**About this exercise:** As an exercise, copy out the entries exactly as written.

**Data for the task:**
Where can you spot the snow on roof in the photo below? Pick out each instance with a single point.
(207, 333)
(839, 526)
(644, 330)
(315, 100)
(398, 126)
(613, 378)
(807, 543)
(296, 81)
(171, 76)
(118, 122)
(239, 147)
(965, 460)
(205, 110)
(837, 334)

**Problem solution:**
Where can you spot the snow on roof in the photo below? Pick out each instance with a single point.
(207, 333)
(839, 526)
(644, 330)
(315, 100)
(398, 126)
(613, 378)
(807, 543)
(296, 81)
(171, 76)
(118, 122)
(239, 147)
(965, 460)
(205, 110)
(837, 334)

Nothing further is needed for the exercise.